** start TEXT BLOCK **

Module 12: "Multiprocessors on a Snoopy Bus"
  Lecture 24: "Write Serialization in a Simple Design"
 

Livelock

  • Consider the following example
    • P0 and P1 try to write to the same cache line
    • P0 gets exclusive ownership, fills the line in cache and notifies the load/store unit (or retirement unit) to retry the store
    • While all these are happening P1’s request appears on the bus and P0’s cache controller modifies tag state to I before the store could retry
    • This can easily lead to a livelock
    • Normally this is avoided by giving the load/store unit higher priority for tag access (i.e. the snoop logic cannot modify the tag arrays when there is a processor access pending in the same clock cycle)
    • This is even rarer in multi-level cache hierarchy (more later)

Starvation

  • Some amount of fairness is necessary in the bus arbiter
    • An FCFS policy is possible for granting bus, but that needs some buffering in the arbiter to hold already placed requests
    • Most machines implement an aging scheme which keeps track of the number of times a particular request is denied and when the count crosses a threshold that request becomes the highest priority (this too needs some storage)

More on LL/SC

  • We have seen that both LL and SC may suffer from cache misses (a read followed by an upgrade miss)
  • Is it possible to save one transaction?

** end TEXT BLOCK **
** start EXTRACTED INFORMATION **

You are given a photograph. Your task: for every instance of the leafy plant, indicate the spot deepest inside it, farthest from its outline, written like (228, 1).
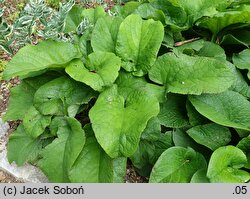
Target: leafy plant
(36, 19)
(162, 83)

** end EXTRACTED INFORMATION **
** start EXTRACTED INFORMATION **

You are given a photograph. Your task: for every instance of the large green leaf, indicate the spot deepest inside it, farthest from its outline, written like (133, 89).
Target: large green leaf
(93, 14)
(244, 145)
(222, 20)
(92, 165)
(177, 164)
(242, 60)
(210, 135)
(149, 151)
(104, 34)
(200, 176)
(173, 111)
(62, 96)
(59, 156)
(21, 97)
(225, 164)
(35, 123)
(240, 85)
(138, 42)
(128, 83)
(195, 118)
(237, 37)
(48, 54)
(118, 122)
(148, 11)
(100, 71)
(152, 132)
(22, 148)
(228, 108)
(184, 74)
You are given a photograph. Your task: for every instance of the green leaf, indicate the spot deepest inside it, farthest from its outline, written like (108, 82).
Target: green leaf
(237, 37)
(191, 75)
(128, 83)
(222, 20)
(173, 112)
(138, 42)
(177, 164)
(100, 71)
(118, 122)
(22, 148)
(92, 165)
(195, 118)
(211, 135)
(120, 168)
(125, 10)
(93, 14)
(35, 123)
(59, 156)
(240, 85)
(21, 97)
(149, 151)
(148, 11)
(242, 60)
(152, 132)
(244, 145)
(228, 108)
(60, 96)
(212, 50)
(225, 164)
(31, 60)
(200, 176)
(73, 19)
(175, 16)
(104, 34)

** end EXTRACTED INFORMATION **

◆ EXERCISE A: Pull out every line of the entries that contains the word "Target".
◆ EXERCISE B: Keep writing the lecture notes on snoopy-bus multiprocessors, picking up right after their final line.
These entries have no connection to the lecture notes on snoopy-bus multiprocessors.

◆ OUTPUT A:
Target: leafy plant
Target: large green leaf
Target: green leaf

◆ OUTPUT B:
    • What if I design my cache controller in such a way that it can recognize LL instructions and launch a BusRdX instead of BusRd?
    • This is called Read-for-Ownership (RFO); also used by Intel atomic xchg instruction
    • Nice idea, but you have to be careful
    • By doing this you have just enormously increased the probability of a livelock: before the SC executes there is a high probability that another LL will take away the line
    • Possible solution is to buffer incoming snoop requests until the SC completes (buffer space is proportional to P); may introduce new deadlock cycles (especially for modern non-atomic busses)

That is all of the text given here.